*Work to be completed*
Write each record again exactly as it stands.

Text-to-region grounding data:
--------------------------------------------------

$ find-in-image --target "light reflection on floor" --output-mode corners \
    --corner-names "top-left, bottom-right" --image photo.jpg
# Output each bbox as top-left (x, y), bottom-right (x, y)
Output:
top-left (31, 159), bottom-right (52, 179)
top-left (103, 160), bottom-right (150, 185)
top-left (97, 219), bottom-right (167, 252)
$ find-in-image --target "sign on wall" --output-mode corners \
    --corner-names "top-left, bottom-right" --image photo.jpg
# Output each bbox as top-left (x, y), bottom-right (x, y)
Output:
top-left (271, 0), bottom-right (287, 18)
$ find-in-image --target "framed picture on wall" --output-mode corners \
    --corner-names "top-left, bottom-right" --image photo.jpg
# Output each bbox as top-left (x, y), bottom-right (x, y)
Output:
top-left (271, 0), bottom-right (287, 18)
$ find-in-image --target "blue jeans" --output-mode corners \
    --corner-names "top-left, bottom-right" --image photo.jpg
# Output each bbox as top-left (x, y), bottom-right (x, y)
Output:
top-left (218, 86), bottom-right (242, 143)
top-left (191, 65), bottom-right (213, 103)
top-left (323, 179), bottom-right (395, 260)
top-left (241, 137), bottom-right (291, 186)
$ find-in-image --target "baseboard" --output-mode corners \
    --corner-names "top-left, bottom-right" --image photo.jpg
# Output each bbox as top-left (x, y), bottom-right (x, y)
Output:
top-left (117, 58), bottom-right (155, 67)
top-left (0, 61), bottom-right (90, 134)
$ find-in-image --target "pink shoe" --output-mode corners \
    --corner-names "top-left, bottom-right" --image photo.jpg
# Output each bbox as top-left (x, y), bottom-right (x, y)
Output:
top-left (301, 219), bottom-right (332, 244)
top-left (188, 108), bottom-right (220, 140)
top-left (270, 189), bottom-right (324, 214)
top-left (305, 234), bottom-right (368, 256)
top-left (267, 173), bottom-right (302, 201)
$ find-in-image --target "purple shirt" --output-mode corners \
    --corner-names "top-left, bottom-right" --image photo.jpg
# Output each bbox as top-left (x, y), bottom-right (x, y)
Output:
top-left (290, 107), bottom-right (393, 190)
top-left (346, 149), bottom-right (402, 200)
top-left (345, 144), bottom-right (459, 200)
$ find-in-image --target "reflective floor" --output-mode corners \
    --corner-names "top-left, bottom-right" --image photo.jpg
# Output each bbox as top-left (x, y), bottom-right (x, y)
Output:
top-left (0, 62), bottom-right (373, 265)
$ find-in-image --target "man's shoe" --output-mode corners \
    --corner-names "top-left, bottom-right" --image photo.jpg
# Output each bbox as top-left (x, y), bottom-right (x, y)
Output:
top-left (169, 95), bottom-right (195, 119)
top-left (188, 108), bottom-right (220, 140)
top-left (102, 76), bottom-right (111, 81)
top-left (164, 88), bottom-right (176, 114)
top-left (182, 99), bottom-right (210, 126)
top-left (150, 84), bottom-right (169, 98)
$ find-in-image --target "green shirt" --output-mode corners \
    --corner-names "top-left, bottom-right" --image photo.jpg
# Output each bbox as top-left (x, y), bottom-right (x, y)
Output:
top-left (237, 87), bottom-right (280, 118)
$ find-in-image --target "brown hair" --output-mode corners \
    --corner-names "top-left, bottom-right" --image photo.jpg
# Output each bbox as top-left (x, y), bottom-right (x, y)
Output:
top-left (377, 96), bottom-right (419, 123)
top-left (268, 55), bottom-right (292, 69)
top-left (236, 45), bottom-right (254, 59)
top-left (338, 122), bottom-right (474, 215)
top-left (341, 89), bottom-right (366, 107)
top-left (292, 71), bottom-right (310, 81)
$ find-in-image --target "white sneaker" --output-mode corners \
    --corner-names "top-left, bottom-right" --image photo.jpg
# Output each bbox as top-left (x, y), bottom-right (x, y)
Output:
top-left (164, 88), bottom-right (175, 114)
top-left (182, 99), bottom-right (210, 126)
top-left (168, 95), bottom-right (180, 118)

--------------------------------------------------

*Answer section*
$ find-in-image --target "light reflection on floor" --output-mode corners \
    --corner-names "top-left, bottom-right" --image photo.jpg
# Output each bbox as top-left (x, y), bottom-right (x, y)
Output:
top-left (31, 159), bottom-right (52, 179)
top-left (103, 160), bottom-right (150, 185)
top-left (97, 219), bottom-right (167, 252)
$ find-in-image --target "sign on wall" --output-mode corners \
    --corner-names "top-left, bottom-right" --image photo.jpg
# Output each bbox as top-left (x, y), bottom-right (x, y)
Output:
top-left (271, 0), bottom-right (287, 18)
$ find-in-image --target "framed picture on wall" --output-mode corners \
    --corner-names "top-left, bottom-right" --image photo.jpg
# Output each bbox as top-left (x, y), bottom-right (x, y)
Output:
top-left (271, 0), bottom-right (287, 18)
$ find-in-image --target "blue jeans" --output-mode corners \
    --corner-names "top-left, bottom-right" --image photo.jpg
# Output each bbox as top-left (x, y), bottom-right (x, y)
Output:
top-left (218, 86), bottom-right (242, 143)
top-left (191, 65), bottom-right (213, 103)
top-left (323, 179), bottom-right (395, 260)
top-left (241, 137), bottom-right (291, 186)
$ find-in-image --target "baseboard" --output-mode corners \
    --corner-names "top-left, bottom-right" --image photo.jpg
# Output each bbox as top-left (x, y), bottom-right (x, y)
Output:
top-left (117, 58), bottom-right (155, 67)
top-left (0, 61), bottom-right (90, 134)
$ find-in-image --target "pink shoe" --output-mode corners \
    --corner-names "top-left, bottom-right" --image photo.jpg
# Output each bbox as top-left (x, y), bottom-right (x, y)
Output:
top-left (301, 219), bottom-right (332, 244)
top-left (188, 108), bottom-right (220, 140)
top-left (270, 189), bottom-right (324, 214)
top-left (305, 234), bottom-right (368, 256)
top-left (267, 173), bottom-right (302, 201)
$ find-in-image --target "purple shirt" --output-mode corners \
    --corner-names "top-left, bottom-right" --image photo.jpg
# Output each bbox as top-left (x, y), bottom-right (x, y)
Output:
top-left (290, 107), bottom-right (393, 190)
top-left (346, 149), bottom-right (402, 200)
top-left (345, 144), bottom-right (459, 200)
$ find-in-image --target "reflective floor" --output-mode corners \
    --corner-names "top-left, bottom-right" --image photo.jpg
# Output each bbox as top-left (x, y), bottom-right (x, y)
Output:
top-left (0, 62), bottom-right (373, 265)
$ find-in-image --target "man's shoe" --output-mode corners \
    --corner-names "top-left, bottom-right" --image photo.jpg
# Output each bbox as top-left (x, y), bottom-right (x, y)
Output:
top-left (169, 95), bottom-right (195, 119)
top-left (188, 108), bottom-right (220, 140)
top-left (102, 76), bottom-right (111, 81)
top-left (164, 88), bottom-right (176, 114)
top-left (182, 99), bottom-right (210, 126)
top-left (150, 84), bottom-right (169, 98)
$ find-in-image --target "green shirt" --output-mode corners \
    --corner-names "top-left, bottom-right" --image photo.jpg
# Output each bbox as top-left (x, y), bottom-right (x, y)
Output:
top-left (237, 87), bottom-right (280, 118)
$ find-in-image --target "brown hair" --output-mode corners \
    --corner-names "top-left, bottom-right" --image photo.jpg
# Output each bbox as top-left (x, y), bottom-right (x, y)
Output:
top-left (377, 96), bottom-right (419, 123)
top-left (268, 55), bottom-right (292, 69)
top-left (236, 45), bottom-right (254, 59)
top-left (338, 122), bottom-right (474, 215)
top-left (341, 89), bottom-right (366, 107)
top-left (292, 71), bottom-right (310, 81)
$ find-in-image --target "white sneaker" --output-mode corners \
    --corner-names "top-left, bottom-right" --image photo.jpg
# Output each bbox as top-left (x, y), bottom-right (x, y)
Output:
top-left (164, 88), bottom-right (175, 114)
top-left (182, 99), bottom-right (210, 126)
top-left (168, 95), bottom-right (180, 118)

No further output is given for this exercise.